Your goal :: Output only the span of lines that begins at the line containing "Target: foliage" and ends at the last line of the data, both included, exactly as they appear.

Task data ::
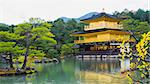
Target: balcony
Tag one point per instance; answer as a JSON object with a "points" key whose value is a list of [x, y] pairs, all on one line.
{"points": [[90, 27]]}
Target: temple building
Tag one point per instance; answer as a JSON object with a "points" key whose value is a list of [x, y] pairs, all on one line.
{"points": [[101, 36]]}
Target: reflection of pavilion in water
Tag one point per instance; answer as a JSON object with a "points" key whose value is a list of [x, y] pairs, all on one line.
{"points": [[104, 71]]}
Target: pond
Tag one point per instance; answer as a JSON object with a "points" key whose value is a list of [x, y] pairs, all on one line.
{"points": [[74, 71]]}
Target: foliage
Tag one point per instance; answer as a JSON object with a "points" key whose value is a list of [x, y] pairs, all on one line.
{"points": [[4, 27], [36, 32], [136, 25], [140, 65], [140, 14], [31, 39]]}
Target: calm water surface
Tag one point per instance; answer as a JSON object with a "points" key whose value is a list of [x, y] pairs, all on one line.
{"points": [[71, 71]]}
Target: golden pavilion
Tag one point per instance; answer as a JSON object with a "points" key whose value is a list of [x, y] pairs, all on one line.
{"points": [[102, 34]]}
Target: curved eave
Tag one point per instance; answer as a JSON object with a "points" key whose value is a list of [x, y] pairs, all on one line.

Task result ::
Target: foliage
Tag one point per instance; answer as a JSON object with a "points" key whose value is a list of [x, y] pairs, all on one line.
{"points": [[4, 27], [36, 32], [136, 25], [140, 65], [140, 14], [31, 39]]}
Target: calm water surface
Tag one point per instance; answer as a JSON object with a "points" key whose value is a list of [x, y] pairs, all on one line.
{"points": [[71, 71]]}
Target: golden pavilion
Tag one point per instance; answer as a JSON object with a "points" key whose value is a list of [x, y] pairs, all on one line.
{"points": [[102, 34]]}
Target: curved eave
Tag one point per instance; answer as a JSON object with a "points" key whose value is a list of [x, y] pairs, all on one line.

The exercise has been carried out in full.